WHAT THIS TASK INVOLVES ::
Please report every line in the entries that contains the string "locomotive".

[Photo-based referring expression data]

....................

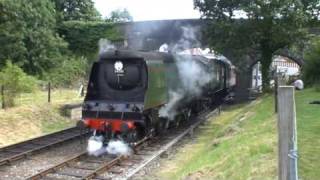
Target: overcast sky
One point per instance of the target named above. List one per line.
(142, 10)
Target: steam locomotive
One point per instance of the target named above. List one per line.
(132, 94)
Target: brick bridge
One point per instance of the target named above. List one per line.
(150, 35)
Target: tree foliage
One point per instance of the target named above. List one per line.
(27, 35)
(15, 81)
(311, 71)
(266, 26)
(120, 15)
(76, 10)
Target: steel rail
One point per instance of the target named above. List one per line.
(49, 139)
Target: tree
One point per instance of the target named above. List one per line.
(28, 37)
(311, 71)
(80, 10)
(120, 15)
(267, 27)
(15, 81)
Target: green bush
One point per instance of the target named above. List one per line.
(15, 82)
(69, 73)
(311, 72)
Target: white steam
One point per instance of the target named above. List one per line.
(114, 147)
(95, 146)
(118, 147)
(105, 45)
(170, 110)
(193, 75)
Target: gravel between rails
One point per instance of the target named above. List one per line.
(27, 167)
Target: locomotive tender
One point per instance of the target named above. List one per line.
(127, 89)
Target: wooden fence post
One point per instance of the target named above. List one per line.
(276, 85)
(49, 92)
(2, 96)
(287, 132)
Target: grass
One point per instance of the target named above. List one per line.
(33, 116)
(242, 144)
(308, 123)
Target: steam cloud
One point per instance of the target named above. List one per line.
(114, 147)
(193, 76)
(105, 45)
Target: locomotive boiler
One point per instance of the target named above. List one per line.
(128, 91)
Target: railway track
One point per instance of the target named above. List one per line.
(83, 166)
(22, 150)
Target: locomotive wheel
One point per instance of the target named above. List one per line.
(162, 126)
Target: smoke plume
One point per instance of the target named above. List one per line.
(105, 45)
(117, 147)
(193, 75)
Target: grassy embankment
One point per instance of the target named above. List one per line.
(242, 144)
(33, 116)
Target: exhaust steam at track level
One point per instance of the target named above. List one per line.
(114, 147)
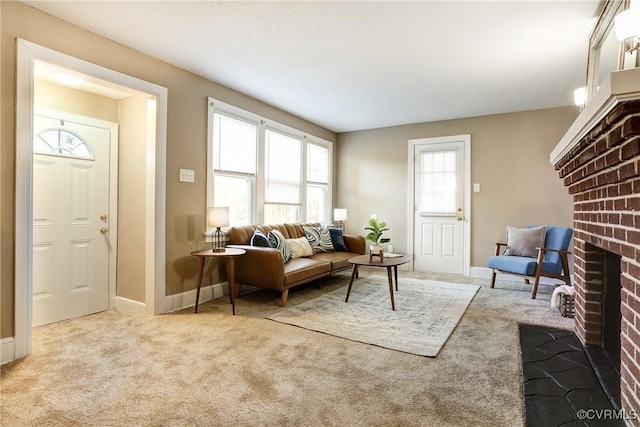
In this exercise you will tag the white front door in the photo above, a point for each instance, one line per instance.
(439, 208)
(71, 236)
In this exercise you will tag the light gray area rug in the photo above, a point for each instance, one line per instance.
(426, 313)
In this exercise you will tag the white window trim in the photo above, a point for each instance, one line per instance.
(258, 202)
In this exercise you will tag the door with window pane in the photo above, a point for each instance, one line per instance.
(438, 216)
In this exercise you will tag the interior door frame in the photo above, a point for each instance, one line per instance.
(113, 184)
(411, 203)
(155, 254)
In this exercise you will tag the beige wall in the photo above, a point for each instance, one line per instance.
(509, 158)
(186, 136)
(131, 206)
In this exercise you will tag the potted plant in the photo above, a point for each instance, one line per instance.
(376, 228)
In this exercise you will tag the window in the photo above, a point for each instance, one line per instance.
(267, 173)
(234, 163)
(317, 183)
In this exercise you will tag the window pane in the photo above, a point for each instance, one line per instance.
(279, 214)
(317, 163)
(60, 142)
(234, 144)
(234, 192)
(316, 203)
(282, 168)
(439, 186)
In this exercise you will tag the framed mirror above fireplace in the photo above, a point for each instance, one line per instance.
(606, 53)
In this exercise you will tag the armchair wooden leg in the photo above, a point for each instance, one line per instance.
(285, 295)
(534, 290)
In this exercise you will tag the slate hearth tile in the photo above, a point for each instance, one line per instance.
(577, 379)
(588, 399)
(545, 411)
(556, 364)
(545, 387)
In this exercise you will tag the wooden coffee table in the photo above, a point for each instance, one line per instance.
(389, 263)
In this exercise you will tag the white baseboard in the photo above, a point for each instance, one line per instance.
(130, 306)
(7, 350)
(186, 299)
(485, 273)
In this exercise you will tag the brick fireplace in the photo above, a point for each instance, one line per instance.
(599, 161)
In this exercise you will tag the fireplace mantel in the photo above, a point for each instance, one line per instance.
(618, 87)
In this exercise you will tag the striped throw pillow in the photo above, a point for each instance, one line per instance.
(319, 239)
(278, 241)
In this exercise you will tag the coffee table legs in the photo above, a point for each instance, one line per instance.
(200, 272)
(354, 273)
(393, 305)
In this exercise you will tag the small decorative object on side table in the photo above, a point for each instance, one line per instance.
(229, 254)
(376, 228)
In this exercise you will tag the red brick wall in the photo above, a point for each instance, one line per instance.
(602, 174)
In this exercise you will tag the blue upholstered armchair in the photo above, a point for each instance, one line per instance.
(547, 256)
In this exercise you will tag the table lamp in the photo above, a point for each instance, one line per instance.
(218, 217)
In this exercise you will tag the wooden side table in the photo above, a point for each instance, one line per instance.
(229, 254)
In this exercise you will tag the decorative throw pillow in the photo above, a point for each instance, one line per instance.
(278, 241)
(259, 239)
(319, 239)
(300, 247)
(338, 240)
(524, 241)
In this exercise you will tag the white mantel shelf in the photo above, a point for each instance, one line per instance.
(620, 86)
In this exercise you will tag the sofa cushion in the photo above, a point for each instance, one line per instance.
(260, 239)
(337, 239)
(304, 269)
(338, 260)
(278, 241)
(319, 239)
(299, 247)
(525, 241)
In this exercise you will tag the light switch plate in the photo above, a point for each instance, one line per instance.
(187, 175)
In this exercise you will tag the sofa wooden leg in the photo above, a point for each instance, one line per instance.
(285, 295)
(534, 291)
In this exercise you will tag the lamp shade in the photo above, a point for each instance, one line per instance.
(217, 216)
(340, 214)
(627, 24)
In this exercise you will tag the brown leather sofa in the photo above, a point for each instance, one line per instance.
(265, 268)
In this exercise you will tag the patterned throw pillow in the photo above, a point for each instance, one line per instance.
(278, 241)
(319, 239)
(259, 239)
(338, 240)
(299, 247)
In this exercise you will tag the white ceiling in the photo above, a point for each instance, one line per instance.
(360, 65)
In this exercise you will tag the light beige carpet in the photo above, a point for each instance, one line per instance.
(215, 369)
(427, 311)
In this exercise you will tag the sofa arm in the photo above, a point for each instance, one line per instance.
(261, 267)
(355, 243)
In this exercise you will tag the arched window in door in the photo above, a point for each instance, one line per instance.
(61, 142)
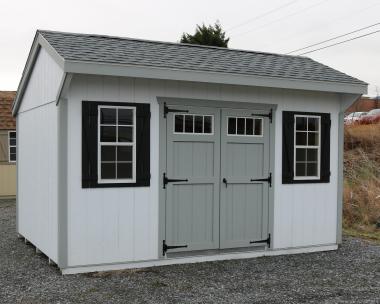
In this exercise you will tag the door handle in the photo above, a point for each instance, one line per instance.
(224, 181)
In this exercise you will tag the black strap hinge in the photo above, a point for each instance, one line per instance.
(268, 179)
(269, 115)
(166, 180)
(166, 247)
(167, 110)
(266, 241)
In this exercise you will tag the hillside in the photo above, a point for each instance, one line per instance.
(361, 210)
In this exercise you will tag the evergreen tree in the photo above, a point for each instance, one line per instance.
(207, 35)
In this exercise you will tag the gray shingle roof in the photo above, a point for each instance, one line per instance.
(116, 50)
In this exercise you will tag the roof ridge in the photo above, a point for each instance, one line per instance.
(172, 43)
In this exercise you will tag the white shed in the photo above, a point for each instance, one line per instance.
(135, 153)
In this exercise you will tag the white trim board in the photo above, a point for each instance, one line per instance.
(197, 259)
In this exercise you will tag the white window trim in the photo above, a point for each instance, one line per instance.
(133, 144)
(11, 146)
(318, 148)
(245, 122)
(193, 133)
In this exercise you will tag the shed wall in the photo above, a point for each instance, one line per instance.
(109, 225)
(37, 158)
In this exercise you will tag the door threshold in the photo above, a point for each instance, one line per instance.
(214, 251)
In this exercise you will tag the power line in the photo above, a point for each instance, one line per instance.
(333, 38)
(280, 19)
(262, 15)
(344, 41)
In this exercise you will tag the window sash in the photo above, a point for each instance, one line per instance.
(245, 126)
(307, 147)
(116, 143)
(12, 135)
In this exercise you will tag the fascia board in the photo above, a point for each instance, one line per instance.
(80, 67)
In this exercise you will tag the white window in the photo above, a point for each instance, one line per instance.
(244, 126)
(194, 124)
(116, 144)
(307, 147)
(12, 146)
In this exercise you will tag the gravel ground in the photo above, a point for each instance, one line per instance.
(349, 275)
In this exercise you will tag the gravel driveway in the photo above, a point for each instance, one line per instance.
(349, 275)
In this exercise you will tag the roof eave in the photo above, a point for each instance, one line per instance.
(38, 42)
(80, 67)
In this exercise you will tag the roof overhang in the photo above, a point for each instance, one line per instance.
(92, 68)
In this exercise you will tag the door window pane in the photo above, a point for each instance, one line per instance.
(178, 123)
(198, 124)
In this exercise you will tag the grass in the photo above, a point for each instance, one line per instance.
(361, 209)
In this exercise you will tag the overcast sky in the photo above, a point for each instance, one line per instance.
(277, 26)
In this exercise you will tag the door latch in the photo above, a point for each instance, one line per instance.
(166, 180)
(268, 179)
(166, 247)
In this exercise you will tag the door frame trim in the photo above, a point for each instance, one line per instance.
(162, 152)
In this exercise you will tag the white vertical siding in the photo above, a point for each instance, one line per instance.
(109, 225)
(37, 157)
(43, 83)
(37, 178)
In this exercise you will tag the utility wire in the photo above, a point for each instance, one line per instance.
(344, 41)
(333, 38)
(262, 15)
(280, 19)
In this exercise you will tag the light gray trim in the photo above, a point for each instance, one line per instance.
(162, 152)
(38, 42)
(340, 177)
(81, 67)
(62, 141)
(64, 86)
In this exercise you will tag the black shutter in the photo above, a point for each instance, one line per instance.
(142, 145)
(89, 144)
(287, 147)
(325, 147)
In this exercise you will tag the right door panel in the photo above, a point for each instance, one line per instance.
(244, 157)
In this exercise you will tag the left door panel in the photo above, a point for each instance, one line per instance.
(193, 155)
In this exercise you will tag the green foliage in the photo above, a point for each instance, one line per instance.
(212, 35)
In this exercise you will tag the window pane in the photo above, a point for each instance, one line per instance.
(108, 134)
(312, 155)
(108, 170)
(207, 124)
(231, 125)
(198, 124)
(301, 123)
(108, 153)
(312, 169)
(124, 170)
(300, 169)
(258, 127)
(241, 126)
(178, 121)
(313, 124)
(189, 123)
(249, 126)
(124, 153)
(301, 138)
(108, 116)
(313, 139)
(125, 117)
(125, 134)
(300, 154)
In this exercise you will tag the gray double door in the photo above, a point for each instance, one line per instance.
(216, 180)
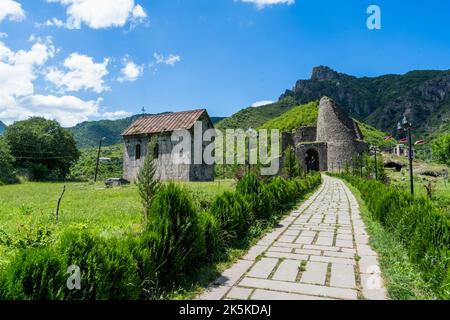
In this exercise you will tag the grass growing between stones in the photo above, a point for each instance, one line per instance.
(402, 278)
(224, 259)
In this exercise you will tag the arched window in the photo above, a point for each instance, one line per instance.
(138, 151)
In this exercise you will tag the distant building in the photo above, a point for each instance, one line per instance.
(137, 138)
(332, 144)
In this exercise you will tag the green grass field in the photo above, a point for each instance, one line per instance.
(28, 208)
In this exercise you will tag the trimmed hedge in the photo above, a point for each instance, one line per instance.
(176, 241)
(417, 223)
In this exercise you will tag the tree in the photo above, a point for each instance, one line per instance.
(441, 149)
(148, 182)
(42, 147)
(7, 174)
(292, 167)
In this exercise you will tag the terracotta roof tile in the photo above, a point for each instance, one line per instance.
(164, 123)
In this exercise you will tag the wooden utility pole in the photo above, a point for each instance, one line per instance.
(59, 203)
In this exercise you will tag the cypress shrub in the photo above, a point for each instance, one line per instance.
(248, 185)
(34, 274)
(211, 229)
(180, 244)
(233, 213)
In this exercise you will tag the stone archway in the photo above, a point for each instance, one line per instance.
(312, 161)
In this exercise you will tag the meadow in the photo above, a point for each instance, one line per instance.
(422, 178)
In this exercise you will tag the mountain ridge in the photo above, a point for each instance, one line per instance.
(88, 134)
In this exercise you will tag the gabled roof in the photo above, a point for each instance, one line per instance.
(164, 123)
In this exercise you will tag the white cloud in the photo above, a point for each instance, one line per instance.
(17, 69)
(54, 22)
(131, 71)
(261, 103)
(99, 14)
(170, 60)
(18, 100)
(82, 74)
(260, 4)
(116, 115)
(11, 10)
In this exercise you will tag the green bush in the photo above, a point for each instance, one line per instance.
(233, 213)
(108, 270)
(7, 174)
(417, 223)
(211, 229)
(174, 220)
(34, 274)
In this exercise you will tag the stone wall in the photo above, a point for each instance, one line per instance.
(334, 124)
(305, 134)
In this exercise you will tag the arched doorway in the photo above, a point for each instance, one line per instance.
(312, 160)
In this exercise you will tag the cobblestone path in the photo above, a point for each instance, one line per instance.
(320, 251)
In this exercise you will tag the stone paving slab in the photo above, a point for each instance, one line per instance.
(320, 251)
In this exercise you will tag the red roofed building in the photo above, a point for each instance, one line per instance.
(137, 137)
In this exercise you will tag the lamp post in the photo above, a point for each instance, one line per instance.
(402, 126)
(373, 148)
(98, 157)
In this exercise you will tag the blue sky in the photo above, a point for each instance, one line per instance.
(77, 60)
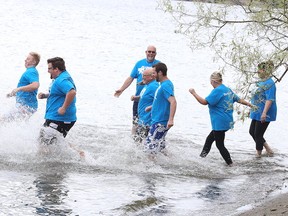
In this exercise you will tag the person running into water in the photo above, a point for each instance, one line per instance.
(60, 114)
(145, 99)
(220, 102)
(136, 73)
(162, 113)
(264, 99)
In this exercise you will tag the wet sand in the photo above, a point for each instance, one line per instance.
(272, 207)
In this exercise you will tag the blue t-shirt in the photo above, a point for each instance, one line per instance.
(28, 99)
(220, 103)
(137, 72)
(60, 87)
(266, 91)
(161, 106)
(146, 99)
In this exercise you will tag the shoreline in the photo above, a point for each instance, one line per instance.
(274, 206)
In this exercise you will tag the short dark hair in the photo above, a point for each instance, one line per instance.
(161, 67)
(267, 66)
(57, 62)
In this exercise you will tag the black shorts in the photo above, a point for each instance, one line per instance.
(62, 127)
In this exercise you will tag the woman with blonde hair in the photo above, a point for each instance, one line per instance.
(264, 100)
(220, 102)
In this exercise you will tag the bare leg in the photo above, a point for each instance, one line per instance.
(268, 149)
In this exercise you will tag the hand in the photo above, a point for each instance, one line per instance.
(170, 124)
(118, 93)
(13, 93)
(263, 117)
(61, 111)
(42, 95)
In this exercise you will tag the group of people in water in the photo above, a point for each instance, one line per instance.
(60, 114)
(154, 106)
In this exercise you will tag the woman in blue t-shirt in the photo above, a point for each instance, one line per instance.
(265, 111)
(220, 102)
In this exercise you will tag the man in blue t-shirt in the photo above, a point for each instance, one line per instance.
(220, 102)
(163, 111)
(264, 100)
(145, 99)
(136, 73)
(26, 91)
(60, 115)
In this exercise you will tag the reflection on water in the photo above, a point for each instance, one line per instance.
(52, 192)
(116, 178)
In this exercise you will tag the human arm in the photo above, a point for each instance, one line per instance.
(147, 109)
(42, 95)
(28, 88)
(244, 102)
(135, 98)
(267, 106)
(173, 105)
(125, 85)
(68, 100)
(198, 98)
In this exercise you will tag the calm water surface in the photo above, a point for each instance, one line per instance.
(101, 41)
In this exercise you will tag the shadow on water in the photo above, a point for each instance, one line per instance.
(52, 192)
(210, 192)
(148, 203)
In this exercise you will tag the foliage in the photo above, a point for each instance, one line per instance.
(242, 33)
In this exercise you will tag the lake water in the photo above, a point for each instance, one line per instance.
(100, 42)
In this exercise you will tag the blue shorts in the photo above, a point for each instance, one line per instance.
(155, 141)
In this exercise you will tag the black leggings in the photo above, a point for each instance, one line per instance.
(218, 137)
(257, 130)
(60, 126)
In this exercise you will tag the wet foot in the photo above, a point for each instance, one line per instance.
(203, 154)
(258, 154)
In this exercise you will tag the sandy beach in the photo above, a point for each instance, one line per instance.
(275, 206)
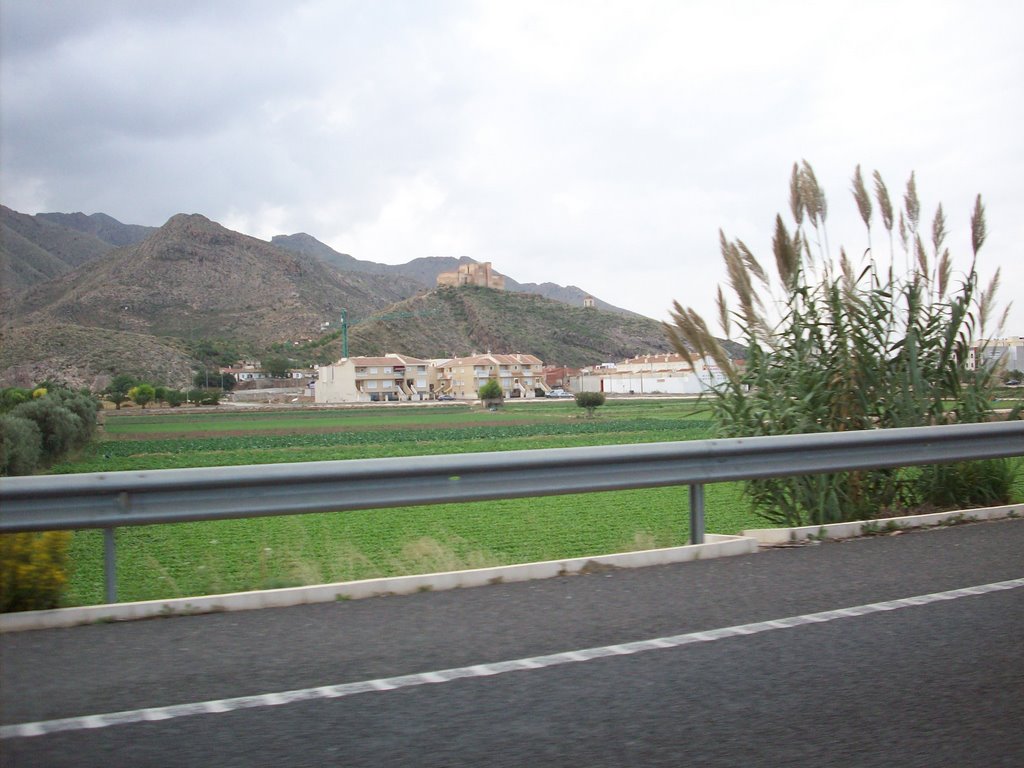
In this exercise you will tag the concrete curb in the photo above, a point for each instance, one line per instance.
(715, 546)
(773, 537)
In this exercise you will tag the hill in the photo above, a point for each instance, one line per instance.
(425, 270)
(194, 279)
(455, 322)
(34, 250)
(102, 226)
(88, 356)
(92, 308)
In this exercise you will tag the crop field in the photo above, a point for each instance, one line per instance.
(189, 559)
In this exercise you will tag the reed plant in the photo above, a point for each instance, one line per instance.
(835, 345)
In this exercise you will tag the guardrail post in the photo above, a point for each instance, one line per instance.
(110, 565)
(696, 513)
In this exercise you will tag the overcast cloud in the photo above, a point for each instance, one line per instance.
(599, 144)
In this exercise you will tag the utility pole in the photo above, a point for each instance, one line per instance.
(344, 333)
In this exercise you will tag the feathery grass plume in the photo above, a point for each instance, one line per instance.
(911, 203)
(812, 196)
(689, 335)
(723, 313)
(848, 278)
(844, 350)
(938, 229)
(796, 203)
(863, 201)
(978, 230)
(885, 204)
(945, 270)
(922, 256)
(986, 301)
(786, 254)
(753, 265)
(739, 279)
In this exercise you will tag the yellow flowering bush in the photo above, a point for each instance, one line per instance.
(33, 569)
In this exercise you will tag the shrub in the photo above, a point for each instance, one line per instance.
(492, 391)
(117, 392)
(834, 347)
(11, 396)
(33, 569)
(590, 400)
(20, 445)
(84, 406)
(205, 396)
(142, 394)
(59, 427)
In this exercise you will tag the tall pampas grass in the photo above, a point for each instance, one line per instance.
(841, 346)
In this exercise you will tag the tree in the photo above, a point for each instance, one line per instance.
(59, 428)
(11, 396)
(20, 445)
(590, 400)
(206, 379)
(117, 390)
(276, 367)
(174, 397)
(491, 393)
(142, 394)
(835, 346)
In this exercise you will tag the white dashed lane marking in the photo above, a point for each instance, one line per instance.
(437, 677)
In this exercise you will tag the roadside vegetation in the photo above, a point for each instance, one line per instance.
(836, 344)
(210, 557)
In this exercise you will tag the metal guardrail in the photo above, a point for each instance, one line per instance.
(110, 500)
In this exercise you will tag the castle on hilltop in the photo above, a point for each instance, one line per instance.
(473, 274)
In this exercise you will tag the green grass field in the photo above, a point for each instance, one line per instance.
(190, 559)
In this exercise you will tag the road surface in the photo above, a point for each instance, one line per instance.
(737, 662)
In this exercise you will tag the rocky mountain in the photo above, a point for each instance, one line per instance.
(455, 322)
(86, 298)
(425, 270)
(84, 356)
(104, 227)
(194, 279)
(34, 250)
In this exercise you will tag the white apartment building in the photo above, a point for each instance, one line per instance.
(1009, 352)
(654, 374)
(393, 377)
(519, 375)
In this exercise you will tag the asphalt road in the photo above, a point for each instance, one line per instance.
(932, 682)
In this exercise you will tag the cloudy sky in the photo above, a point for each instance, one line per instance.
(601, 144)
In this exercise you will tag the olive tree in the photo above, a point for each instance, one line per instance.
(590, 400)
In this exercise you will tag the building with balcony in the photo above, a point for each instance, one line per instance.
(519, 375)
(391, 378)
(473, 274)
(652, 374)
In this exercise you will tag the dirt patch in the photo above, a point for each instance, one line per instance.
(256, 432)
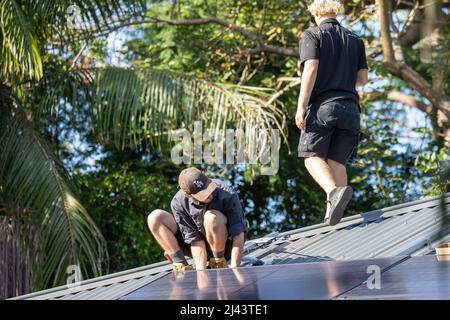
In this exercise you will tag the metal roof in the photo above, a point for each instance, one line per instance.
(409, 229)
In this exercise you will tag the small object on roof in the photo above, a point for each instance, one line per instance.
(443, 252)
(266, 239)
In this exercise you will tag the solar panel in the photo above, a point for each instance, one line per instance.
(323, 280)
(425, 277)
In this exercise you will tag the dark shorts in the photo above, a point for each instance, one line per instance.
(187, 247)
(332, 131)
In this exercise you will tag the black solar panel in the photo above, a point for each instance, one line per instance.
(425, 277)
(324, 280)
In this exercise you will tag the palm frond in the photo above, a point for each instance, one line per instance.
(19, 49)
(32, 179)
(134, 108)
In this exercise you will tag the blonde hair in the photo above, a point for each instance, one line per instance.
(323, 7)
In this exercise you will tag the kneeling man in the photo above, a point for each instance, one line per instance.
(208, 223)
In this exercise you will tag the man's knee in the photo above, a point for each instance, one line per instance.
(214, 219)
(335, 164)
(156, 219)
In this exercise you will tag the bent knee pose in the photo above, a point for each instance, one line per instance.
(207, 223)
(328, 112)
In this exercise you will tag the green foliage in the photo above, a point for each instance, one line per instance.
(119, 197)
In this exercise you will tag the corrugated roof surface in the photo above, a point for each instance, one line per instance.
(412, 228)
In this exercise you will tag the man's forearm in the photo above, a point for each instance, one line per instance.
(237, 250)
(308, 79)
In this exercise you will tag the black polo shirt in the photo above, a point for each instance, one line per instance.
(341, 54)
(188, 213)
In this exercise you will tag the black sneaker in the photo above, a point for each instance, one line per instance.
(339, 198)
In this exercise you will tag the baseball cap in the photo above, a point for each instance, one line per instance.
(195, 183)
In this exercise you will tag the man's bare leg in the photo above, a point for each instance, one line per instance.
(163, 227)
(339, 172)
(319, 169)
(322, 173)
(215, 224)
(199, 254)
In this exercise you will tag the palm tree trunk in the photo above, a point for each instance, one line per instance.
(14, 259)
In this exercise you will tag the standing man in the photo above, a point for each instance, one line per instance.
(207, 223)
(328, 106)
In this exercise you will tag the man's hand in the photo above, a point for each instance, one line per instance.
(237, 250)
(299, 118)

....................

COMPLETED EXERCISE ::
Target: steam locomotive
Target: locomotive tender
Target: locomotive boiler
Target: locomotive wheel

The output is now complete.